**AIM**
Transcribe every line of the material that follows verbatim, but leave any pictures out of your answer.

● ● ● ●

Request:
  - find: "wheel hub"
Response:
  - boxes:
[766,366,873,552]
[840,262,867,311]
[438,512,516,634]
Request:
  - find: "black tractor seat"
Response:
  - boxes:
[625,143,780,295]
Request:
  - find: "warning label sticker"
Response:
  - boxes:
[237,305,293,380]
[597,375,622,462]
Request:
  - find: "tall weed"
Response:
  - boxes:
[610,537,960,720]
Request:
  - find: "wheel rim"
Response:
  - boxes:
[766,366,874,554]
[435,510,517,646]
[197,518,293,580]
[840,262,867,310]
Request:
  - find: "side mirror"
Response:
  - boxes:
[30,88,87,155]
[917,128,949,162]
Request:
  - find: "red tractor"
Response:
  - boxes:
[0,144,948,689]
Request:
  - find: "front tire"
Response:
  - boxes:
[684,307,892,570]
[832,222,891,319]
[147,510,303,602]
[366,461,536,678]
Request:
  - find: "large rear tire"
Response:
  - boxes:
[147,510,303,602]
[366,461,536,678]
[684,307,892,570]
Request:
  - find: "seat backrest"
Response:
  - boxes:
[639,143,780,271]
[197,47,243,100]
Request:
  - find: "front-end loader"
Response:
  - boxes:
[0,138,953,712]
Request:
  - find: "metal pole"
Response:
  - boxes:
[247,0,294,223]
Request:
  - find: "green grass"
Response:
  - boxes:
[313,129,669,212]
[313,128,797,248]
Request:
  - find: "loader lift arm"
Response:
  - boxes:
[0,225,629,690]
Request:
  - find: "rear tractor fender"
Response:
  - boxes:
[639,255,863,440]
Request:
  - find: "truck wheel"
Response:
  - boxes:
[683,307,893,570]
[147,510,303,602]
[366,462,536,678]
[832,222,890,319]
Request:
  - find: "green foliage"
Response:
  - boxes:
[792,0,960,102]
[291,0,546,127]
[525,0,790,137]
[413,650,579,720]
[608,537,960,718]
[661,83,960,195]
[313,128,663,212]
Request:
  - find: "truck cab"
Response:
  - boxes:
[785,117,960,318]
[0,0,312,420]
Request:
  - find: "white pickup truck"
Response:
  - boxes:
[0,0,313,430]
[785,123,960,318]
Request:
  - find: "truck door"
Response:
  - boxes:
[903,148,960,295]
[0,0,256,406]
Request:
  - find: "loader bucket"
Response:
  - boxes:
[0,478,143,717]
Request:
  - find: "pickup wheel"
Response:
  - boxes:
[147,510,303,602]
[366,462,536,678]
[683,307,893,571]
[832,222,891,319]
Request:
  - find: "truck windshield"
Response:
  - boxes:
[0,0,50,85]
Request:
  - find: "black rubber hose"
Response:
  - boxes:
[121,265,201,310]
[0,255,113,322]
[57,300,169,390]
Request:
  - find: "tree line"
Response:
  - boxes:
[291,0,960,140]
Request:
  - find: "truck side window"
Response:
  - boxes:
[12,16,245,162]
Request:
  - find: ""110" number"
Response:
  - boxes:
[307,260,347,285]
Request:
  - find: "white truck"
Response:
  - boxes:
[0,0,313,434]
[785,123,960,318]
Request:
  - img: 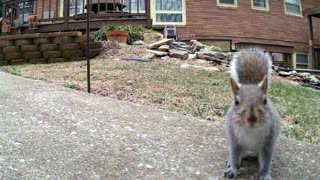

● ● ● ●

**ANSWER TO THIS PROBLEM**
Request:
  - find: "wheel hub"
Response:
  - boxes:
[766,366,873,552]
[840,262,867,311]
[438,512,516,634]
Request:
  - find: "black tractor seat"
Response:
  - boxes:
[625,143,780,295]
Request:
  - find: "warning label sticker"
Response:
  - boxes:
[237,305,293,380]
[597,375,622,462]
Request:
  - find: "tall weed"
Response:
  - boxes:
[610,537,960,720]
Request:
  - find: "wheel rim"
Response:
  - boxes:
[766,366,874,554]
[435,510,517,646]
[197,518,293,580]
[840,262,867,310]
Request:
  - find: "side mirror"
Response:
  - boxes:
[30,88,87,155]
[917,128,949,162]
Request:
  - find: "red tractor"
Response:
  - boxes:
[0,144,948,689]
Request:
  - find: "front tire"
Response:
  - boxes:
[684,307,892,570]
[832,222,891,319]
[147,510,303,602]
[366,461,536,678]
Request:
  - find: "large rear tire"
Response:
  - boxes:
[147,510,303,602]
[366,461,536,678]
[684,307,892,570]
Request:
  - find: "seat backrest"
Response:
  - boxes:
[639,143,780,271]
[197,47,243,100]
Request:
  - find: "front-end loader"
Response:
  - boxes:
[0,138,953,712]
Request:
  - find: "metal pole"
Response:
  - boxes:
[247,0,294,223]
Request:
  - find: "green grass"
Response:
  - boxes:
[313,129,669,212]
[313,128,797,248]
Request:
  - find: "loader lift arm"
Response:
  - boxes:
[0,225,629,690]
Request:
  - find: "rear tractor fender"
Response:
  - boxes:
[639,255,863,440]
Request:
  - find: "truck wheel"
Response:
  - boxes:
[683,307,893,570]
[147,510,303,602]
[366,462,536,678]
[832,222,890,319]
Request:
  - find: "green foliage"
Response:
  - boxes:
[792,0,960,102]
[291,0,546,127]
[525,0,790,137]
[413,650,579,720]
[608,537,960,718]
[661,83,960,195]
[313,128,663,212]
Request:
  - find: "truck cab"
Response:
  - boxes:
[785,117,960,318]
[0,0,312,420]
Request:
  - find: "white pickup truck"
Response:
  - boxes:
[0,0,313,430]
[785,123,960,318]
Request:
  - find: "truck door"
Response:
  - boxes:
[903,148,960,295]
[0,0,256,406]
Request:
  - find: "loader bucket"
Response:
  - boxes:
[0,478,143,717]
Request:
  - find: "pickup wheel"
Response:
  - boxes:
[147,510,303,602]
[366,462,536,678]
[683,307,893,571]
[832,222,891,319]
Request:
  - find: "truck windshield"
Response:
  - boxes:
[0,0,50,85]
Request:
  - find: "black rubber hose"
Response:
  - boxes:
[121,265,201,310]
[0,255,113,322]
[57,300,169,390]
Request:
  - find: "tree line"
Response:
  - boxes:
[291,0,960,140]
Request:
  - find: "truck side window"
Response:
  - boxes:
[12,16,245,162]
Request:
  - find: ""110" number"
Response:
  - boxes:
[307,260,347,285]
Request:
  - find: "white truck"
Response:
  - boxes:
[0,0,313,434]
[785,123,960,318]
Request:
  - img: 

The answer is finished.